▶ Text excerpt:
▽

Chronicle of Higher Education, v55 n32 pB6 Apr 2009
Real-estate markets are almost as volatile as stock markets. Prices of agricultural land, of commercial real estate, and of homes and condominiums have gone through a series of huge bubbles, as if people never learned from the previous ones. Such events--in particular the recent housing bubble--are driven by what John Maynard Keynes called animal spirits, a naive optimism at the intersection of overconfidence, corruption, storytelling, and money illusion (another Keynesian term, for views warped by currency's nominal value instead of its purchasing value). It appears that people had acquired a strong intuitive feeling that home prices everywhere can only go up. They seemed really sure of this, so much so that they were ready to dismiss any economist who said otherwise. The impression that homes are spectacular investments probably stemmed, in part, from money illusion. There is no rational reason to expect real estate to be a generally good investment. It is so only at certain times and in certain places. But the myth can be amplified by a number of factors, and in this most recent boom, it was. The housing market touched on all aspects of the animal spirits identified by Keynes--confidence, fairness, corruption, storytelling, and money illusion. It's clear, in this market and many others, that those animal spirits help drive the economy and that, to steer it safely, economists and policy makers will have to study such behaviors further and take careful account of them in devising new incentives and reforms.

△

Reproduce the full text excerpt on housing bubbles and animal spirits above, word for word.

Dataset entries
▽

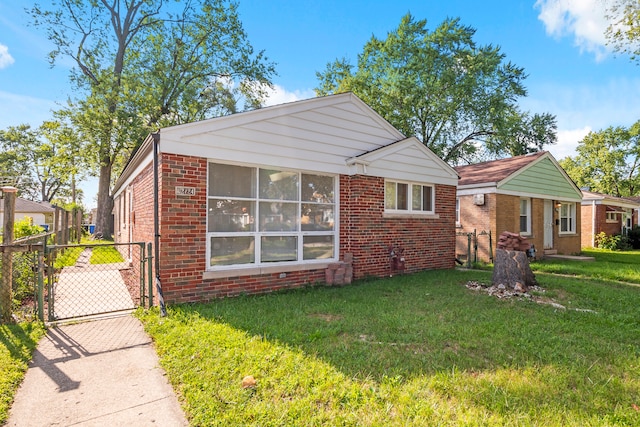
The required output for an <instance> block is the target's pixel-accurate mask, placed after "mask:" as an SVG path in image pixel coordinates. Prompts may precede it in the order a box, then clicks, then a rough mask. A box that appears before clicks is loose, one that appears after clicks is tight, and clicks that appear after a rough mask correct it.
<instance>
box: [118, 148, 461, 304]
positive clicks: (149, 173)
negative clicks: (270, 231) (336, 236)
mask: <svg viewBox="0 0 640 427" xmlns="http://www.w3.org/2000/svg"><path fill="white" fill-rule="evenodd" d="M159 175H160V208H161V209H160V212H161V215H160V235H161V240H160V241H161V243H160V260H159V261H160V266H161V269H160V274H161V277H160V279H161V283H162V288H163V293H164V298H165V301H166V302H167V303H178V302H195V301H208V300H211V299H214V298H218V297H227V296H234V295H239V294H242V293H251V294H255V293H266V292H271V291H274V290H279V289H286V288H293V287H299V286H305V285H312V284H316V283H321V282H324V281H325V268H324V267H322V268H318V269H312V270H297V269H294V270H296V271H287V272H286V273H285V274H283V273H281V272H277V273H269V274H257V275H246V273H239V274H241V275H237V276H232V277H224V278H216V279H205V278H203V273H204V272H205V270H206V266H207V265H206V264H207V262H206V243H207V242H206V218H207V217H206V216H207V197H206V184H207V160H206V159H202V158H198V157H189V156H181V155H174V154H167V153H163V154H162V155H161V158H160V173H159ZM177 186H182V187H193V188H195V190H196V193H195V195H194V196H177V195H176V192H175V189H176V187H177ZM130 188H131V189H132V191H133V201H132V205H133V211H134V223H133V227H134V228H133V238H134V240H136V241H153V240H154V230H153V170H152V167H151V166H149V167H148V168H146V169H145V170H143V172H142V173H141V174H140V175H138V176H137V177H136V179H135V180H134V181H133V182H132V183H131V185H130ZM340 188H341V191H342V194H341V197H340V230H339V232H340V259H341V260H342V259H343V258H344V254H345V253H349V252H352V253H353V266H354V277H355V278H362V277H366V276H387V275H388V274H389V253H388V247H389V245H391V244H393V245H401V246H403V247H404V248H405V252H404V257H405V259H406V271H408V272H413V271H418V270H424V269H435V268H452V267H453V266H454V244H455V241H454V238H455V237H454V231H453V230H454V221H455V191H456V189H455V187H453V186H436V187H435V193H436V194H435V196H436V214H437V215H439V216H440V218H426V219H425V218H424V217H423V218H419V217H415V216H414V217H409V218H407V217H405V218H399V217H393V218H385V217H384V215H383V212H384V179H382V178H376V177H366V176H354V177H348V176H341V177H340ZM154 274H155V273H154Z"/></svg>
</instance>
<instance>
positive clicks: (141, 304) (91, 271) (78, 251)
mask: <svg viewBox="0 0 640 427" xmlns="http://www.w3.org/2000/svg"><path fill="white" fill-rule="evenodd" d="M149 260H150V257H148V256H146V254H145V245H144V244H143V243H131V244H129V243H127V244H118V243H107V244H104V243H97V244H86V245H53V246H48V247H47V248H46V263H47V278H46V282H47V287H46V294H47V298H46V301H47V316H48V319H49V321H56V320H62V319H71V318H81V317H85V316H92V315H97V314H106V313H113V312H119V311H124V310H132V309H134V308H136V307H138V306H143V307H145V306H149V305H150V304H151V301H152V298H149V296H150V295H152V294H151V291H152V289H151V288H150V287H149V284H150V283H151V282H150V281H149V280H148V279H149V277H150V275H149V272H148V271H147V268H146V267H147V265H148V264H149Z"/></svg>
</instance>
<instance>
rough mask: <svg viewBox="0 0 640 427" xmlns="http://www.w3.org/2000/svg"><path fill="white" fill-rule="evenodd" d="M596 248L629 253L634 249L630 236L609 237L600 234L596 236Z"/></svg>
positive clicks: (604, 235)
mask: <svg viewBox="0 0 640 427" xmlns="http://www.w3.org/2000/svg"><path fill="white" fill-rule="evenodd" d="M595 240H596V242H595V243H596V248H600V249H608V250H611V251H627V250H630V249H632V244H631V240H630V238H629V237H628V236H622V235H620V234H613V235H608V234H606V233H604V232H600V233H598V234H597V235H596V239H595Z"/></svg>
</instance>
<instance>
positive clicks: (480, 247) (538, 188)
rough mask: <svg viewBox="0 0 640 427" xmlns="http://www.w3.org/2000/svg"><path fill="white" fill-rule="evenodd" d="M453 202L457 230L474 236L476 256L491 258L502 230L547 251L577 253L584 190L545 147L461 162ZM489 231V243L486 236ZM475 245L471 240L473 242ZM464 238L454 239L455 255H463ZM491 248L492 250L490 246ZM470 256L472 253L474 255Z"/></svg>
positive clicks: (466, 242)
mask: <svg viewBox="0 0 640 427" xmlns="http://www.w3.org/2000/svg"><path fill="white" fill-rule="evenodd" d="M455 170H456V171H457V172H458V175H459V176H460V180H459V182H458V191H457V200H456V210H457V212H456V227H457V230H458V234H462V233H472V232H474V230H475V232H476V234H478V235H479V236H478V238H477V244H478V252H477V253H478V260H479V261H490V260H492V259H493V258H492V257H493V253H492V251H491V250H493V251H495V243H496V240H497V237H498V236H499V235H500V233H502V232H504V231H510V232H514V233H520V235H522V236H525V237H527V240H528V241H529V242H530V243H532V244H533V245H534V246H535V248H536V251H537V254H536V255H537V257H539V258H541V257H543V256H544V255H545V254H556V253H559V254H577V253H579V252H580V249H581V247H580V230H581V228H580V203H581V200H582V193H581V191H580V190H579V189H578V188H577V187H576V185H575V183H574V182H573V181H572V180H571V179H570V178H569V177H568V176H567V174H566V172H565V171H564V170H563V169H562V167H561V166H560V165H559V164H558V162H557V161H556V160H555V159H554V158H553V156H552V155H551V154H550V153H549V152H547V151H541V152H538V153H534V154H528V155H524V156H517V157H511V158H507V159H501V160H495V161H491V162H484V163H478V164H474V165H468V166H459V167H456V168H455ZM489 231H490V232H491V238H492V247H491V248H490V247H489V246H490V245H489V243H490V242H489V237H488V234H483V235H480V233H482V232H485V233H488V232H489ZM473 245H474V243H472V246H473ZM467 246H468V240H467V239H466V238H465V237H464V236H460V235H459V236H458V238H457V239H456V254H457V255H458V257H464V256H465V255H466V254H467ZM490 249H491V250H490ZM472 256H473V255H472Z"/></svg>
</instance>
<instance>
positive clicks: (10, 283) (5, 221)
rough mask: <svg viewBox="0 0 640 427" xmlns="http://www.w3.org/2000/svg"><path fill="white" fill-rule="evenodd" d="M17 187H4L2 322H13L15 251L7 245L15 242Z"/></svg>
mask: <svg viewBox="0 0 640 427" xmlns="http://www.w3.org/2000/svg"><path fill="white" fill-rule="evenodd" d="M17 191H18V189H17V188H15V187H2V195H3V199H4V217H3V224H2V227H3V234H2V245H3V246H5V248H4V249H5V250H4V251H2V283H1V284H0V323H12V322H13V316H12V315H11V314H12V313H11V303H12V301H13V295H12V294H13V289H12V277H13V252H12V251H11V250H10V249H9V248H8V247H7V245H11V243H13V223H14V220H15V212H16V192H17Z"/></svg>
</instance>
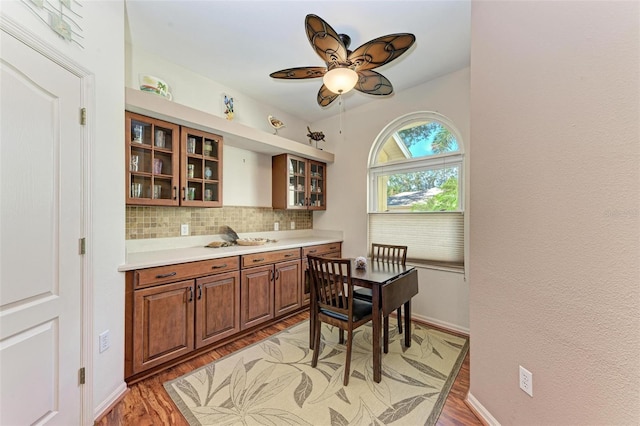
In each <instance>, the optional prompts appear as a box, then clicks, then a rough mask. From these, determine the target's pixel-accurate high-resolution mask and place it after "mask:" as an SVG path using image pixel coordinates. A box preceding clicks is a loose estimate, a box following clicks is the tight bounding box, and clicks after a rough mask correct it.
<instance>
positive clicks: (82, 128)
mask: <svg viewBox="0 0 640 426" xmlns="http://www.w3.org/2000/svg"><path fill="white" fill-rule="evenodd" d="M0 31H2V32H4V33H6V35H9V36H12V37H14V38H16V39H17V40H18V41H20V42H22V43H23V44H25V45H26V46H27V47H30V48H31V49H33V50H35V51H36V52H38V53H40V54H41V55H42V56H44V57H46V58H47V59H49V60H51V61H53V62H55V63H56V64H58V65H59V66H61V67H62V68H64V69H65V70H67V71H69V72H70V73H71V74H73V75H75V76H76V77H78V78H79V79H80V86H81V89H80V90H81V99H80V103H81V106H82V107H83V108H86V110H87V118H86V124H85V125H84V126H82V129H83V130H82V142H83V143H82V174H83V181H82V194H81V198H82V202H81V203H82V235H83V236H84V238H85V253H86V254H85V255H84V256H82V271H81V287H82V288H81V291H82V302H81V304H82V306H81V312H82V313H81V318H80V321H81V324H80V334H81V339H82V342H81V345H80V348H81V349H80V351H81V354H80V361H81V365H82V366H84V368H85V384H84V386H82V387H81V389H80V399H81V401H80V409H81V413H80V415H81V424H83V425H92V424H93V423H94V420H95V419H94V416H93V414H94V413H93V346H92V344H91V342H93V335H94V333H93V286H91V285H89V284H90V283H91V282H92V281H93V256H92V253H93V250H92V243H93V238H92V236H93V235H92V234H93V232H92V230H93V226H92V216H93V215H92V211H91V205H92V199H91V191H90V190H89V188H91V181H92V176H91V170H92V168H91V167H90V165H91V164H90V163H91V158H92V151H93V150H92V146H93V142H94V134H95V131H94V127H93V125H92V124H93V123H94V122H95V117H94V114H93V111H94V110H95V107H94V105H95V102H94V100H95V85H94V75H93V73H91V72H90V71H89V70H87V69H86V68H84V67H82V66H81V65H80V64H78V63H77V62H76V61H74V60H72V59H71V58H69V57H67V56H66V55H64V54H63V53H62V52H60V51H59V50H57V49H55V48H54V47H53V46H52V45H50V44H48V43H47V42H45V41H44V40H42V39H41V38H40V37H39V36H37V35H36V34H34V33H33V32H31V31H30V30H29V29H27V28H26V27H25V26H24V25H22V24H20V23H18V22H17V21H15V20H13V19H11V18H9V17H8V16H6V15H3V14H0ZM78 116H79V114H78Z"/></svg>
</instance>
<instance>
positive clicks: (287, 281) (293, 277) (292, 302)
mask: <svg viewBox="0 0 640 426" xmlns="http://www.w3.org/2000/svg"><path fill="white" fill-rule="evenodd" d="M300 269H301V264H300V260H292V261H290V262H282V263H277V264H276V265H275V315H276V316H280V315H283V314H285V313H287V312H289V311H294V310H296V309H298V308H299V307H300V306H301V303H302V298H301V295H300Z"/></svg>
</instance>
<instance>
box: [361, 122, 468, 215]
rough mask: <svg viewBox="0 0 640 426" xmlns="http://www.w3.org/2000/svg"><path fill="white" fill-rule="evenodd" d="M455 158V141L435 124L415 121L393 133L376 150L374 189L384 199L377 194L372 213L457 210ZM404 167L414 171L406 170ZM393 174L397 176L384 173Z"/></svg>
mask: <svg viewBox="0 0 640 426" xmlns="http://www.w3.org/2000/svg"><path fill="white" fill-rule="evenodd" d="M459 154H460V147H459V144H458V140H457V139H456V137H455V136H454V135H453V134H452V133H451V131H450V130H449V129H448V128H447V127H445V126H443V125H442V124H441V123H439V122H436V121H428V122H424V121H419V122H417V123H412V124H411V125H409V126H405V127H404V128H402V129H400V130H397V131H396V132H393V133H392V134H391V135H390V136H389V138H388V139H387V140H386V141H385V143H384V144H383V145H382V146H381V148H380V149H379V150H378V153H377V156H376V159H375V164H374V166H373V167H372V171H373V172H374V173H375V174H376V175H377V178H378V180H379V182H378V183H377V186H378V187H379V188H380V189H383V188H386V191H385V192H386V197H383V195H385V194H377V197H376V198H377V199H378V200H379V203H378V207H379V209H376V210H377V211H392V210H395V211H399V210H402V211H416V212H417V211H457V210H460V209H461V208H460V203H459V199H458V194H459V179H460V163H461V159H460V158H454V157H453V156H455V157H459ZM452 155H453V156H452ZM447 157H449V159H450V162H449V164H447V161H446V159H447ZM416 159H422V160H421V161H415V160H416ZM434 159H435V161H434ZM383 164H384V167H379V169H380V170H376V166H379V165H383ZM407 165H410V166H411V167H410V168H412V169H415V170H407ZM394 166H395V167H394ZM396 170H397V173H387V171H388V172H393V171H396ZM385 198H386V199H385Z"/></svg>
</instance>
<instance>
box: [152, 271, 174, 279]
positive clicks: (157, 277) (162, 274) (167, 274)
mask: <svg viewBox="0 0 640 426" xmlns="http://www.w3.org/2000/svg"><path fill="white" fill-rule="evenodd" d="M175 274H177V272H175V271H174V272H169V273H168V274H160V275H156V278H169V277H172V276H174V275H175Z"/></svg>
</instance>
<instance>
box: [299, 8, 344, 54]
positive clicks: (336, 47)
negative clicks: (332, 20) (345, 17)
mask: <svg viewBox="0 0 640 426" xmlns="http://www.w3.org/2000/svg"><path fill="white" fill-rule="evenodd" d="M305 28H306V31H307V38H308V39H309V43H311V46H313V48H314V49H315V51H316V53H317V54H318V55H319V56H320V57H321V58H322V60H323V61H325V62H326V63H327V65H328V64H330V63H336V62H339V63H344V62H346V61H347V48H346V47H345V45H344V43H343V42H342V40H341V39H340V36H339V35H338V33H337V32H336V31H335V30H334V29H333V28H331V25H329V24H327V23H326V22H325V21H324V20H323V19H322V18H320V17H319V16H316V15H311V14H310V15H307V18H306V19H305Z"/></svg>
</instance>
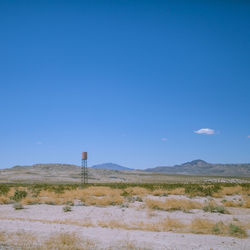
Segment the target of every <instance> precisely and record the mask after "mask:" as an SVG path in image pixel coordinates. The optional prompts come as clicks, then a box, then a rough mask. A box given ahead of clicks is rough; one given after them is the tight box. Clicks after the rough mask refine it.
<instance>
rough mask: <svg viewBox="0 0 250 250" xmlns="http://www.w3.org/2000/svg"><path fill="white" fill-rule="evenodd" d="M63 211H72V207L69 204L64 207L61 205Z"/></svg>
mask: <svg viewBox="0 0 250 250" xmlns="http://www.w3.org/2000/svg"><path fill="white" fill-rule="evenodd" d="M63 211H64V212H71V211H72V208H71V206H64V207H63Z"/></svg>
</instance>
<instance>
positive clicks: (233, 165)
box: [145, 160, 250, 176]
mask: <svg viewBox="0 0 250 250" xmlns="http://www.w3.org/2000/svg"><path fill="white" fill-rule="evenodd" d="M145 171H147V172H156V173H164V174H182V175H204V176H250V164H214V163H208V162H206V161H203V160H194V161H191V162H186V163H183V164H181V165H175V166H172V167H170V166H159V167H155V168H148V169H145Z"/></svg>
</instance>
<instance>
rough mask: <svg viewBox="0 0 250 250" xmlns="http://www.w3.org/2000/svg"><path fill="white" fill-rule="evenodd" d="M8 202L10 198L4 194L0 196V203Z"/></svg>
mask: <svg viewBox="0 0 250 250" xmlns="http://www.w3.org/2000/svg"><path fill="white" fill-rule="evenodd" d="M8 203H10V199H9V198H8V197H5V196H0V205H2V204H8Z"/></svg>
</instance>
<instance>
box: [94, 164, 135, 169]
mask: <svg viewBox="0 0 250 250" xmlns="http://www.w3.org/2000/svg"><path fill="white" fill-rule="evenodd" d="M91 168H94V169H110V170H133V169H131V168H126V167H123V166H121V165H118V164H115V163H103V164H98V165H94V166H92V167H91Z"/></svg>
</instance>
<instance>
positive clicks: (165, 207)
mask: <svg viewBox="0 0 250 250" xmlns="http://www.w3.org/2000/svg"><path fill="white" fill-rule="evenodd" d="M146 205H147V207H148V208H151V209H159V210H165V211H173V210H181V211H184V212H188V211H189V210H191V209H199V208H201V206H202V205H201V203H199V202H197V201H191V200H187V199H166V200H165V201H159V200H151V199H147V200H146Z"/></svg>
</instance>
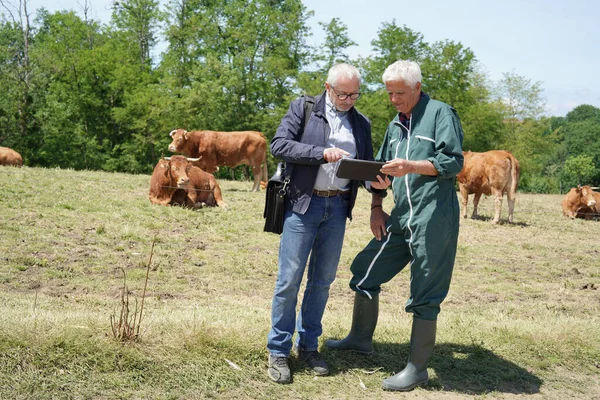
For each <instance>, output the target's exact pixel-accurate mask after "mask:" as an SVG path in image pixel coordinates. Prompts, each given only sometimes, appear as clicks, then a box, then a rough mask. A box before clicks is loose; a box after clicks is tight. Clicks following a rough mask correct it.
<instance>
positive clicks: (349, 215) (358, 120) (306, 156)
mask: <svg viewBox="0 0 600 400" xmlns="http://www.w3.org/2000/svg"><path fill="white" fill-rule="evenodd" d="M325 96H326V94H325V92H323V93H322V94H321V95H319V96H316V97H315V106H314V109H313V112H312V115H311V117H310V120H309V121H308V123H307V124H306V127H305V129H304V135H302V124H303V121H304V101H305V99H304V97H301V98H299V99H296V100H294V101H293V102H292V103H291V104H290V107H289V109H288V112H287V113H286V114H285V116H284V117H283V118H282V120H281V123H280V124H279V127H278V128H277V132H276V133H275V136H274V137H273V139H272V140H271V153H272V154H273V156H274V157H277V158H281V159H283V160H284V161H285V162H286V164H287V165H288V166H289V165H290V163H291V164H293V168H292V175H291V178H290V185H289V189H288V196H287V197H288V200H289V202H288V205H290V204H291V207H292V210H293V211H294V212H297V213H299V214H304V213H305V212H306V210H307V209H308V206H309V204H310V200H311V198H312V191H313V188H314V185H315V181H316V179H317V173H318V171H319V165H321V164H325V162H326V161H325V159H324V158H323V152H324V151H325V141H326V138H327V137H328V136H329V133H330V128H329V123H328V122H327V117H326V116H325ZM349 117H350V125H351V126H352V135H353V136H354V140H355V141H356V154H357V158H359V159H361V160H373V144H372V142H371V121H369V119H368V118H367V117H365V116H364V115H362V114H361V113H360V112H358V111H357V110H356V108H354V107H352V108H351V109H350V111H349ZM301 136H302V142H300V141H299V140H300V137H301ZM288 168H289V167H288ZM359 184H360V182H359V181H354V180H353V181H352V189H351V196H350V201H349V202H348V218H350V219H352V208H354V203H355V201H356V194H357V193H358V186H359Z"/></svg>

△

▶ Result of the exercise:
Chronicle of Higher Education, v55 n32 pB6 Apr 2009
Real-estate markets are almost as volatile as stock markets. Prices of agricultural land, of commercial real estate, and of homes and condominiums have gone through a series of huge bubbles, as if people never learned from the previous ones. Such events--in particular the recent housing bubble--are driven by what John Maynard Keynes called animal spirits, a naive optimism at the intersection of overconfidence, corruption, storytelling, and money illusion (another Keynesian term, for views warped by currency's nominal value instead of its purchasing value). It appears that people had acquired a strong intuitive feeling that home prices everywhere can only go up. They seemed really sure of this, so much so that they were ready to dismiss any economist who said otherwise. The impression that homes are spectacular investments probably stemmed, in part, from money illusion. There is no rational reason to expect real estate to be a generally good investment. It is so only at certain times and in certain places. But the myth can be amplified by a number of factors, and in this most recent boom, it was. The housing market touched on all aspects of the animal spirits identified by Keynes--confidence, fairness, corruption, storytelling, and money illusion. It's clear, in this market and many others, that those animal spirits help drive the economy and that, to steer it safely, economists and policy makers will have to study such behaviors further and take careful account of them in devising new incentives and reforms.